> ASSIGNED TASK
Reproduce only the lines of the material below that start at the line containing "Feeder-station tally: put one point on each instance of the tree" and stop at the line containing "white shirt in the photo above.". Keep both end lines.

> DATA SUPPLIED
——————————

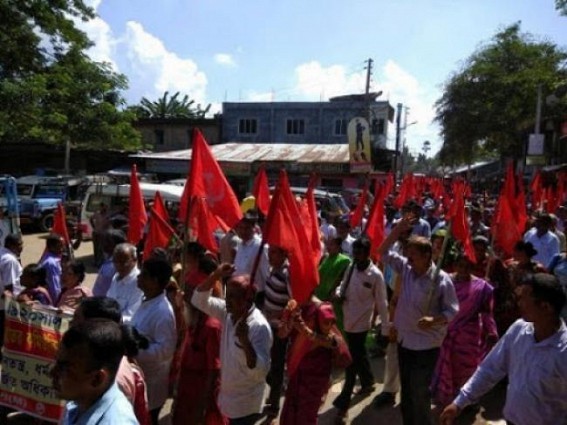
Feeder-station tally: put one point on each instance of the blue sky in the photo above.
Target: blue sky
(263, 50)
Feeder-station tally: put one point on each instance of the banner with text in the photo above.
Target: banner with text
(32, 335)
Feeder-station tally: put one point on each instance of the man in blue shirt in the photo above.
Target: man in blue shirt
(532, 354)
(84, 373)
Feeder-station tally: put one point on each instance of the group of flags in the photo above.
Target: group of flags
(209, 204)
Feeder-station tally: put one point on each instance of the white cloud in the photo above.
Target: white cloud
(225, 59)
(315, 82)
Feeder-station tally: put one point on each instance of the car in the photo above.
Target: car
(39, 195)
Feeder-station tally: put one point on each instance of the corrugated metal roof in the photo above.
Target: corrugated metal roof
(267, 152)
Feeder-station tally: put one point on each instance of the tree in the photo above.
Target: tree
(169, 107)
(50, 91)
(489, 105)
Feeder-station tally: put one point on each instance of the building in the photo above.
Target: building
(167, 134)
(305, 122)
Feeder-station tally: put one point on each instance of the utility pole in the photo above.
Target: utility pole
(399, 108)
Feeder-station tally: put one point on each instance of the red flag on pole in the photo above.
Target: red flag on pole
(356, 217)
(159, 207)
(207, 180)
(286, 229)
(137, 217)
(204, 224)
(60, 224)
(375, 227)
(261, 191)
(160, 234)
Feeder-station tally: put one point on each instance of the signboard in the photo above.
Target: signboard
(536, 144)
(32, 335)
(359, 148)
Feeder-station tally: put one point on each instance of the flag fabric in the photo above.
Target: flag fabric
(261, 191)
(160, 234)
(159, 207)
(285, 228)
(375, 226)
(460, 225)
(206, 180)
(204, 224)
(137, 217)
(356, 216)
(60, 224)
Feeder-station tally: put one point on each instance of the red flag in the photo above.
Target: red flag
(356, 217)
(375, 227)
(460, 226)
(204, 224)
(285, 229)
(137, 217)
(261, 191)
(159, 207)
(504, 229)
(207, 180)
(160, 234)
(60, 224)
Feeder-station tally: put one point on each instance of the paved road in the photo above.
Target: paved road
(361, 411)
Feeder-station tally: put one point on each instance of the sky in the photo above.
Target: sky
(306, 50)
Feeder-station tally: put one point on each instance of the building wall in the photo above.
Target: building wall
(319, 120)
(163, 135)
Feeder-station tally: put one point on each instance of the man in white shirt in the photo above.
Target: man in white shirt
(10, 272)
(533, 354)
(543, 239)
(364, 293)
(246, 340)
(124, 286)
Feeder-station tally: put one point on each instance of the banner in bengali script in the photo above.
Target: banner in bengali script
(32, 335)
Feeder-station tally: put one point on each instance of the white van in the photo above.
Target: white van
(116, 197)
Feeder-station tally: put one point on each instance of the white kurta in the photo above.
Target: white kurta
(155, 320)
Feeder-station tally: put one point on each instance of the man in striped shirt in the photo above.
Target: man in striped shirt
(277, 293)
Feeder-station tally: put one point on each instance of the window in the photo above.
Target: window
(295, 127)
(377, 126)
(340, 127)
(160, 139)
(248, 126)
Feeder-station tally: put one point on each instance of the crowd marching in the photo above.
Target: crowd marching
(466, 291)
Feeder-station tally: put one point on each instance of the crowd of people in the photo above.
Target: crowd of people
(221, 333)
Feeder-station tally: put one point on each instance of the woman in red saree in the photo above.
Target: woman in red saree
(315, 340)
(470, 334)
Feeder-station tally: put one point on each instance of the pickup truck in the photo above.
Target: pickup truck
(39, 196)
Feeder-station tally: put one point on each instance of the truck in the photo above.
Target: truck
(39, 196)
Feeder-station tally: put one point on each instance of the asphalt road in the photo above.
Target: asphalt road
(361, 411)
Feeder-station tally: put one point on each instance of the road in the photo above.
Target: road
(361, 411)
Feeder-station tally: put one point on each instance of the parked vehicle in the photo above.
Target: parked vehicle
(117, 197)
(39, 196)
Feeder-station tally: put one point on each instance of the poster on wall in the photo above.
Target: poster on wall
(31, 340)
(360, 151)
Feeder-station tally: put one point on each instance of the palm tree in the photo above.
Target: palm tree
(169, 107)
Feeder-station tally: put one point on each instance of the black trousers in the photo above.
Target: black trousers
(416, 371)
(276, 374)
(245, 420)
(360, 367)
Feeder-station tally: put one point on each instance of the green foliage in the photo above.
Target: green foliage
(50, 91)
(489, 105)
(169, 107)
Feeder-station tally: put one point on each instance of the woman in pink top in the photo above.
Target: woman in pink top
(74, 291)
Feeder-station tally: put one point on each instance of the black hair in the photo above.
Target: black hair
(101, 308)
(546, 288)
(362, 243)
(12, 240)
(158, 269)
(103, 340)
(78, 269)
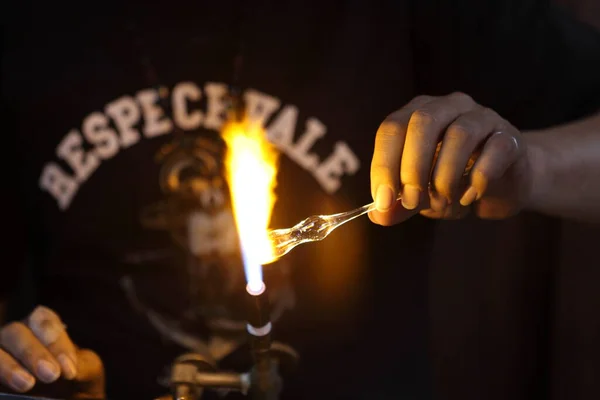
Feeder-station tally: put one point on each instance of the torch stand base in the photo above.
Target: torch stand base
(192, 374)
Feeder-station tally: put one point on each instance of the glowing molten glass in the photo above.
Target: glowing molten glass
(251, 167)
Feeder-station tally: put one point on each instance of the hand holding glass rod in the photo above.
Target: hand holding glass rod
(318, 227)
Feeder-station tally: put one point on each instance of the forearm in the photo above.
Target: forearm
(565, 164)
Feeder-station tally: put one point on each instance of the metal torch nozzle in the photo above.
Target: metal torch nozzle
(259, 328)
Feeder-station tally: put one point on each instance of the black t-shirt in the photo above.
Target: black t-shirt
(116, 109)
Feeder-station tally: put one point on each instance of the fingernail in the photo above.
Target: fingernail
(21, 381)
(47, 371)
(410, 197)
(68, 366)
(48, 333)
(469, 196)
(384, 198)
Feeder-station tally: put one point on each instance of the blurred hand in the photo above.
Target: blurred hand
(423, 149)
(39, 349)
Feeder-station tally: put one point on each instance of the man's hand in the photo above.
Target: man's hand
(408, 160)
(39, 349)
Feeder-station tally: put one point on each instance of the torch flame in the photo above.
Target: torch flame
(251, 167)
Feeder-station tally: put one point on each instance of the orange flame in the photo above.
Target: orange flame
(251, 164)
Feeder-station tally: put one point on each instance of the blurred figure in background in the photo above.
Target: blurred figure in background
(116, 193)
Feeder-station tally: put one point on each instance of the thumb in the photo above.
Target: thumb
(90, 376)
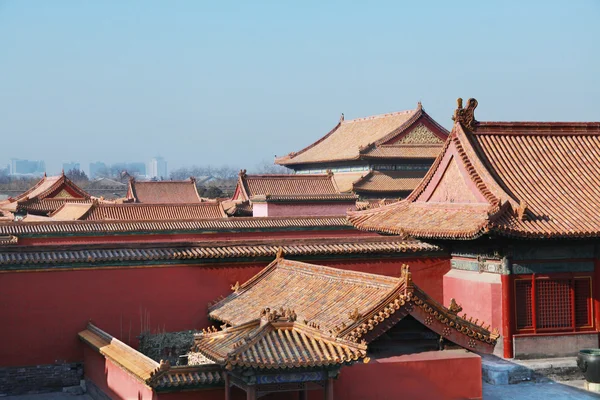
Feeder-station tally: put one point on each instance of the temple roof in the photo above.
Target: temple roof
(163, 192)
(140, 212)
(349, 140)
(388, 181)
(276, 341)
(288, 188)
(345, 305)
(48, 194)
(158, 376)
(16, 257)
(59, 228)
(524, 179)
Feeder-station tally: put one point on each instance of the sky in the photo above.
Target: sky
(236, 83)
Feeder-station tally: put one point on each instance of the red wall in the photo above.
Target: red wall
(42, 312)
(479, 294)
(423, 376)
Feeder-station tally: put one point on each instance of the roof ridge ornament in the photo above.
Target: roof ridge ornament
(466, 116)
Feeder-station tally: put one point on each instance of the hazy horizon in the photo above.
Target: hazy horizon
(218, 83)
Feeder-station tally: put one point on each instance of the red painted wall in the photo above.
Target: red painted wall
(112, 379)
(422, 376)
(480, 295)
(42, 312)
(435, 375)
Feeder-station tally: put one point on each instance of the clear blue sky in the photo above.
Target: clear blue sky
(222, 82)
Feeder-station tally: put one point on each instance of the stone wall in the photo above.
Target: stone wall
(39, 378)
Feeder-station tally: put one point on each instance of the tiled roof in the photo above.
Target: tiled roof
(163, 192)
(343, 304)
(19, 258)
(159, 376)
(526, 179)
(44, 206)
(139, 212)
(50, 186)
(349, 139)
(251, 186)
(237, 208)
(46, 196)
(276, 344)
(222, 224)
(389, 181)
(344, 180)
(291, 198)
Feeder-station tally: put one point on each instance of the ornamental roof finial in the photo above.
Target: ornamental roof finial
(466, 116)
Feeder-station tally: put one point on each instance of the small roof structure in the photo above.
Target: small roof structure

——————————

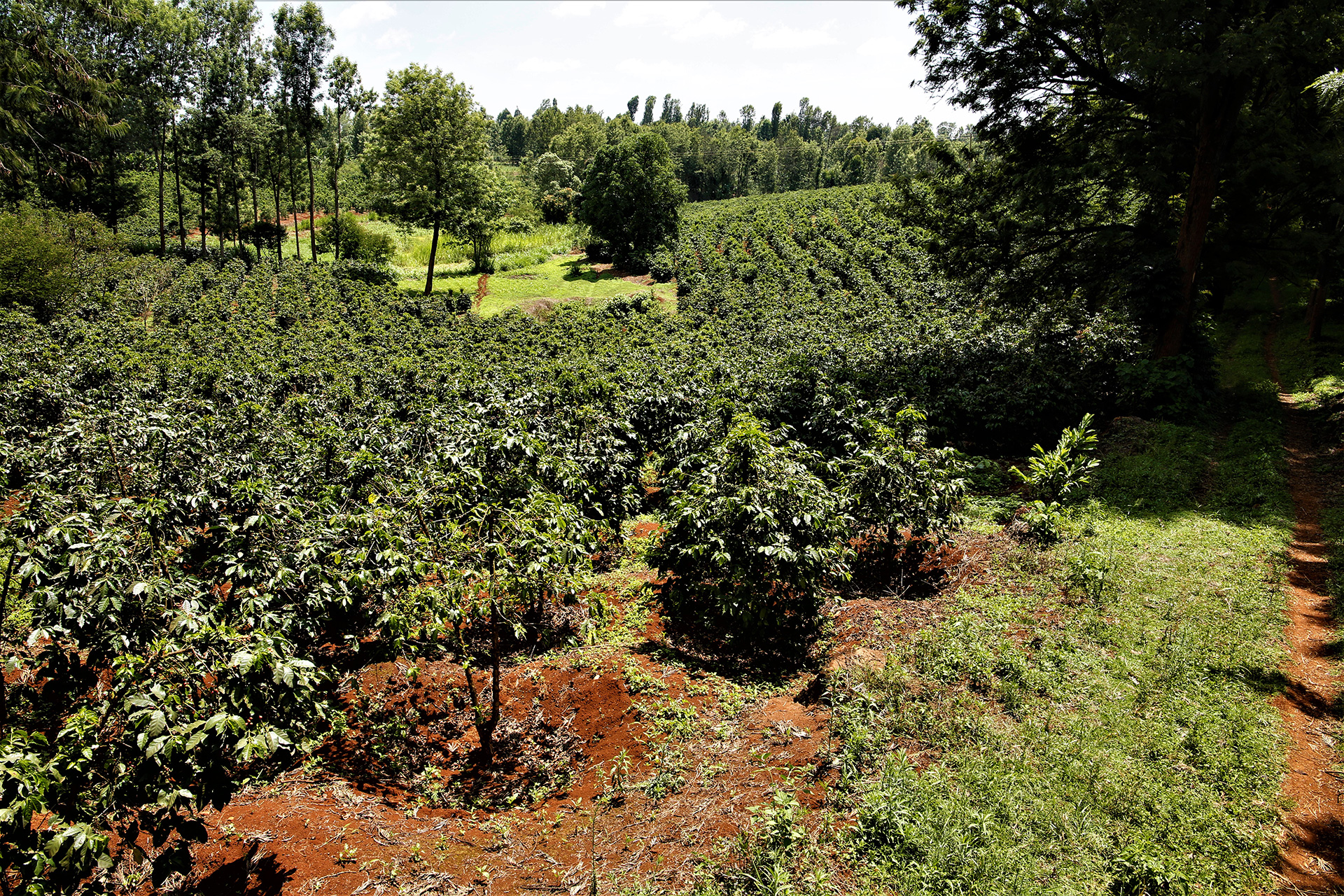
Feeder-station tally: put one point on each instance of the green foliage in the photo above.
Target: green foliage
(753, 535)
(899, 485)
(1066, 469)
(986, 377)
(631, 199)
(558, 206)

——————————

> RESPONSE AREA
Feeder-station tally: put one point on each instance of the tree in the photo above.
Target: tree
(169, 107)
(50, 91)
(489, 105)
Feeder-station tally: put one point on each instance of the building in the photo above.
Target: building
(167, 134)
(305, 122)
Feeder-station tally: put one point on each instance of the utility pole in the photo above.
Target: utility pole
(399, 108)
Feeder-station tally: put one point on each instance of the red flag on pole in the photo above.
Target: red flag on pole
(356, 217)
(159, 207)
(207, 180)
(286, 229)
(137, 217)
(204, 224)
(60, 224)
(375, 227)
(261, 191)
(160, 234)
Feeder-station tally: put one point on each instance of the signboard in the photo above.
Target: signboard
(536, 144)
(32, 335)
(359, 148)
Feeder-station tally: put one point on each instance of the flag fabric in the photo above.
Target: flag fabric
(261, 191)
(160, 234)
(159, 207)
(285, 228)
(375, 226)
(460, 225)
(206, 180)
(204, 224)
(137, 217)
(356, 216)
(60, 224)
Feeder-station tally: put one point on each instance of the red flag in the photo above.
Target: red flag
(356, 217)
(375, 227)
(460, 226)
(204, 224)
(285, 229)
(137, 217)
(261, 191)
(159, 207)
(504, 229)
(207, 180)
(160, 234)
(60, 224)
Feeder-station tally: put one point on each instance of the paved road in the photo above.
Target: paved road
(361, 411)
Feeder-station tally: put one point on each instance of the sky in the photo above.
Target: sky
(306, 50)
Feeder-station tally: put one point on each instance of the building wall in the photo above.
Target: building wall
(319, 120)
(163, 135)
Feeder-station tally: put one point on each instance of the man in white shirt in the photo above.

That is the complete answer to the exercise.